> _Written problem_:
Which lines in the data below contain the word "target"? Pick out each one and copy it.

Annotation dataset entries
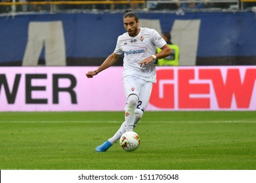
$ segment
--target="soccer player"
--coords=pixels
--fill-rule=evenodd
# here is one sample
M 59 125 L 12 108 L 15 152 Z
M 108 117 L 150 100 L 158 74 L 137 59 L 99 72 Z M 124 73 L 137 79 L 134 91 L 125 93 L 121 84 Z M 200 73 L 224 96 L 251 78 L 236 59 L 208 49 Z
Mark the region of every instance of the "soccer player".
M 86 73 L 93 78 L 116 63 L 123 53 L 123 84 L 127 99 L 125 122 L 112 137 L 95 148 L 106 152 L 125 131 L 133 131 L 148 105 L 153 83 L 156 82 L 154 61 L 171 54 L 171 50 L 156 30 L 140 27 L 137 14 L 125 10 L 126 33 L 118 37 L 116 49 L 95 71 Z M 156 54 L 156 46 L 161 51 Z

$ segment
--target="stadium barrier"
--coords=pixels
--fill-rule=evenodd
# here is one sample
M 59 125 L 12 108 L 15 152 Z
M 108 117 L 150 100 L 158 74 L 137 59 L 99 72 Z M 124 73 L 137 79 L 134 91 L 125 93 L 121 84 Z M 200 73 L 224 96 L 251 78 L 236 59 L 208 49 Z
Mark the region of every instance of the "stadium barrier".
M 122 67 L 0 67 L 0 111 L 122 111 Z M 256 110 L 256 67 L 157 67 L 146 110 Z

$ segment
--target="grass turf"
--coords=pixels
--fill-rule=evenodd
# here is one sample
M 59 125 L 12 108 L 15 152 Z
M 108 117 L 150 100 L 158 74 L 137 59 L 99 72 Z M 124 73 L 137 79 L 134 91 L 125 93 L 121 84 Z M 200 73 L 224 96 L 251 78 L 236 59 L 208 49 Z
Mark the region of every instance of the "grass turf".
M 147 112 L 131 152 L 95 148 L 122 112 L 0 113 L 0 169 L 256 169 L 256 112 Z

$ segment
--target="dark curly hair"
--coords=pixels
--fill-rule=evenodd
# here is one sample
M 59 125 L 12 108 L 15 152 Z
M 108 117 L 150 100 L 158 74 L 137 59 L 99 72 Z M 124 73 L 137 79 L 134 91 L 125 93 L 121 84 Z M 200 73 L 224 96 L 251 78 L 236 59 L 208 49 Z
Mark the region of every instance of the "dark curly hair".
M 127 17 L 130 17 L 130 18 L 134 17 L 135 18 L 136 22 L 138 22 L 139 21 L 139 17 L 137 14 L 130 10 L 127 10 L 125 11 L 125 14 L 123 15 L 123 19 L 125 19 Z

> _Task answer_:
--target="soccer player"
--target="stadium barrier"
--target="grass turf"
--target="dark curly hair"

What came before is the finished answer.